• _BRIEF_:
Reproduce the records below verbatim, starting at the line that contains "Mark one point per instance of the hen's head" and stopping after the line that contains "x=268, y=273". Include both of those lines.

■ ■ ■ ■

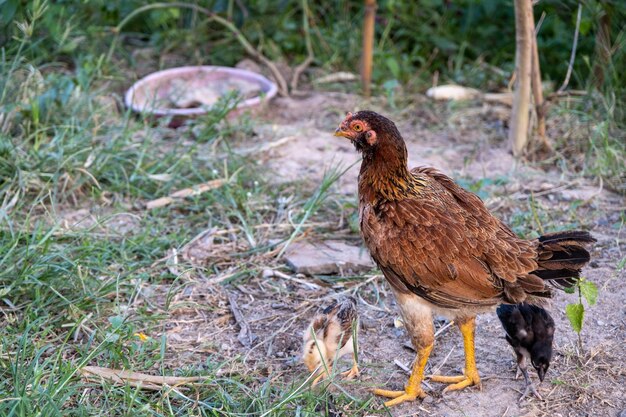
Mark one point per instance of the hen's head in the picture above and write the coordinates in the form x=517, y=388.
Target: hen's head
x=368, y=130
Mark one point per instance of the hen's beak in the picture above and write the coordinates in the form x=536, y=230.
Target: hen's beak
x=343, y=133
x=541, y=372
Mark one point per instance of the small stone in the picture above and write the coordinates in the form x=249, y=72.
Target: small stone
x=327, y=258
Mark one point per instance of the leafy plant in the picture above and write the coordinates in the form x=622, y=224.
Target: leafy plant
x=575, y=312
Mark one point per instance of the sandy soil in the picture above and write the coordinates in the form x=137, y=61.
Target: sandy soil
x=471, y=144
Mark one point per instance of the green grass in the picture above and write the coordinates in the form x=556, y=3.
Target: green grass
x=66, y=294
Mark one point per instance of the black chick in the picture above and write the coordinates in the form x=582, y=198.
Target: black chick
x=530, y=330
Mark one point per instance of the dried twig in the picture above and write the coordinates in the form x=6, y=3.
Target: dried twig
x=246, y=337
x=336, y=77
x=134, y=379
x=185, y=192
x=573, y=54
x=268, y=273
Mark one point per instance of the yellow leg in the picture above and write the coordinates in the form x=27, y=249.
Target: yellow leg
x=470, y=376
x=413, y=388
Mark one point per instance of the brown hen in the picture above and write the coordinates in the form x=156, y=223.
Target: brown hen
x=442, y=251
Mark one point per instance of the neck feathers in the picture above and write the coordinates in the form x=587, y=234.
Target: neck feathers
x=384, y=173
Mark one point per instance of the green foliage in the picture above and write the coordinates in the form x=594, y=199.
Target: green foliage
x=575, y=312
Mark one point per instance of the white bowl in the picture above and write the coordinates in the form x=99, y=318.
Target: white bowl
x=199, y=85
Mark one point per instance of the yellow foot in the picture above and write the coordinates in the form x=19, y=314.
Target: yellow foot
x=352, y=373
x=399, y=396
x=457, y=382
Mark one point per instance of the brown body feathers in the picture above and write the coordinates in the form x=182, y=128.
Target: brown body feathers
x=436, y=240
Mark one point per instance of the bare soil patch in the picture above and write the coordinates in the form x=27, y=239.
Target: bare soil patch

■ ■ ■ ■

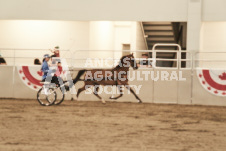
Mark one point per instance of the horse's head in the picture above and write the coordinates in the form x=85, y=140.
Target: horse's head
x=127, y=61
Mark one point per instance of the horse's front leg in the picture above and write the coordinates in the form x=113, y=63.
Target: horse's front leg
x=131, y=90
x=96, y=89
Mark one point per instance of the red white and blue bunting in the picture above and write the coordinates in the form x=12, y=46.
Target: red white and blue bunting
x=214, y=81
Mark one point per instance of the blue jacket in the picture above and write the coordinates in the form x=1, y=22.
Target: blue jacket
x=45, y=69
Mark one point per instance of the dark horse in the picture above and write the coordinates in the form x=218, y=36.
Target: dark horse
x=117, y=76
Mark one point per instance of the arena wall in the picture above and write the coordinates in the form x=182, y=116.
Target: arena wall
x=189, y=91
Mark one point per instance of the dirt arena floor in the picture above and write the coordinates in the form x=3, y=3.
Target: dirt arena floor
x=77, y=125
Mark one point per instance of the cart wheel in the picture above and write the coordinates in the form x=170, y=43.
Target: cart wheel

■ ■ ■ ■

• _OUTPUT BELOW_:
Mark one point per instance of the hen's head in the picture above and write the coordinates in the form x=517, y=388.
Target: hen's head
x=368, y=130
Mark one point per instance of the hen's beak in the picture above and write the coordinates in the form x=536, y=230.
Target: hen's beak
x=343, y=133
x=541, y=372
Mark one point per instance of the small stone in the picture above and write the coordinates in the form x=249, y=72.
Target: small stone
x=327, y=258
Mark one point per instance of the leafy plant in the picture above and write the coordinates in the form x=622, y=224.
Target: leafy plant
x=575, y=312
Mark one point per instance of the sandy soil in the picture above and write the coordinates in the form x=137, y=61.
Target: sandy soil
x=471, y=144
Mark one point per instance of the green grass in the picture above and write the coordinates in the form x=556, y=3.
Target: green grass
x=66, y=294
Mark one point per instance of the black chick in the picture above and write the coordinates in the form x=582, y=198.
Target: black chick
x=530, y=330
Mark one point per instance of the dried twig in the picture above and write the coordinates in the form x=6, y=3.
Target: dried twig
x=246, y=337
x=336, y=77
x=134, y=379
x=185, y=192
x=573, y=54
x=268, y=273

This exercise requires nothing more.